» WHAT YOU ARE ASKED TO DO
Count the lines of the records below that contain the string "class", matching case exactly, and give only the number.

» Image box annotation records
┄┄┄┄┄┄
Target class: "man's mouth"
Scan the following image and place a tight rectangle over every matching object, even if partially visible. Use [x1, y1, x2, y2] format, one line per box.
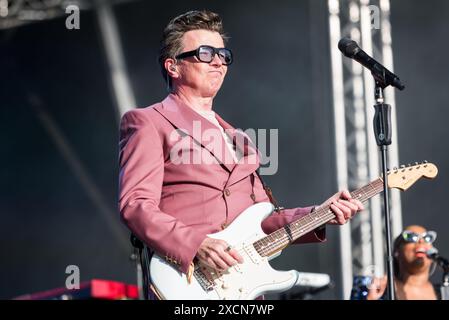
[415, 248, 427, 258]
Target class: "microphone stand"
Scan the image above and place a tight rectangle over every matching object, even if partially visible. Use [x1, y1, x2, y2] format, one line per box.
[373, 77, 395, 300]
┄┄┄┄┄┄
» ANSWER TO THIS EXERCISE
2